Quatorze pays d’Amérique Latine et d’Afrique subsaharienne ont bénéficié entre 2004 et 2018 de 152 milliards de dollars de prêts adossés à des ressources naturelles de la part de la Chine, selon le rapport de l’organisation Natural Resource Governance Institute (NRGI). Si on inclut les prêts accordés par d’autres pays et ceux des négociants internationaux en matières premières, le montant s’élève alors à 164 milliards.

Ces prêts sont opaques. A titre d’illustration, des informations élémentaires, telles que le taux d’intérêt du prêt, ne sont connues que dans 19 cas sur les 52 étudiés. La majorité des financements sont garantis par du pétrole. Deux tiers de ces prêts ont été consentis à des pays ayant une gouvernance médiocre.

Deux banques chinoises, China Development Bank et Exim Bank
comptent à elles seules pour 77% des prêts.

Ces pays ont difficilement accès aux marchés internationaux de capitaux à cause de la fragilité de leur gouvernance et présentent alors un risque financier élevé pour les investisseurs. Les prêts adossés à leurs ressources naturelles leur permettent de trouver des sources de financement pour leurs projets de développement (infrastructures…). Deux banques chinoises, China Development Bank et Exim Bank comptent à elles seules pour 77% des prêts, selon le même rapport.

Les données
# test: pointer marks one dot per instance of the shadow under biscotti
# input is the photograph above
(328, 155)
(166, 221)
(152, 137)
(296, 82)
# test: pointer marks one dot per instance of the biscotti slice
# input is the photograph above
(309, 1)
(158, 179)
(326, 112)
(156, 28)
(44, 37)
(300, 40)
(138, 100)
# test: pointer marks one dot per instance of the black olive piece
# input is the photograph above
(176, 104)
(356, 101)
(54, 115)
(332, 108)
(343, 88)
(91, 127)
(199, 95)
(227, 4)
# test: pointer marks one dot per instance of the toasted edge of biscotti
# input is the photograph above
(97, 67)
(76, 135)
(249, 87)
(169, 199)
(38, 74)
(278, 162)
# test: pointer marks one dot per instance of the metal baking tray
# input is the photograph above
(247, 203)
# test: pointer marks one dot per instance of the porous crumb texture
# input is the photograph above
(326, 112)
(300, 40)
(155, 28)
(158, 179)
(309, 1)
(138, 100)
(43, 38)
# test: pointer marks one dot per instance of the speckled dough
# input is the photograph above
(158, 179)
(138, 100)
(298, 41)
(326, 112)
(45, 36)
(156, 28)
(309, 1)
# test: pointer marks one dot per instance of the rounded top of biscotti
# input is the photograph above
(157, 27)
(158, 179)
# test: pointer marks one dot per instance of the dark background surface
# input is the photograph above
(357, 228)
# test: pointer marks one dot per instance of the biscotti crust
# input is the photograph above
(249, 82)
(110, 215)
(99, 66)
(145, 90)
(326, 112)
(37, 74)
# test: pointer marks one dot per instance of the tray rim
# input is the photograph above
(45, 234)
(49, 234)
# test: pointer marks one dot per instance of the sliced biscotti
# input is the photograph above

Objectif
Reproduisez intégralement, sans la moindre modification, l’extrait consacré aux prêts chinois adossés à des ressources naturelles. La consultation des entrées n’est pas nécessaire.

Réponse
Quatorze pays d’Amérique Latine et d’Afrique subsaharienne ont bénéficié entre 2004 et 2018 de 152 milliards de dollars de prêts adossés à des ressources naturelles de la part de la Chine, selon le rapport de l’organisation Natural Resource Governance Institute (NRGI). Si on inclut les prêts accordés par d’autres pays et ceux des négociants internationaux en matières premières, le montant s’élève alors à 164 milliards.

Ces prêts sont opaques. A titre d’illustration, des informations élémentaires, telles que le taux d’intérêt du prêt, ne sont connues que dans 19 cas sur les 52 étudiés. La majorité des financements sont garantis par du pétrole. Deux tiers de ces prêts ont été consentis à des pays ayant une gouvernance médiocre.

Deux banques chinoises, China Development Bank et Exim Bank
comptent à elles seules pour 77% des prêts.

Ces pays ont difficilement accès aux marchés internationaux de capitaux à cause de la fragilité de leur gouvernance et présentent alors un risque financier élevé pour les investisseurs. Les prêts adossés à leurs ressources naturelles leur permettent de trouver des sources de financement pour leurs projets de développement (infrastructures…). Deux banques chinoises, China Development Bank et Exim Bank comptent à elles seules pour 77% des prêts, selon le même rapport.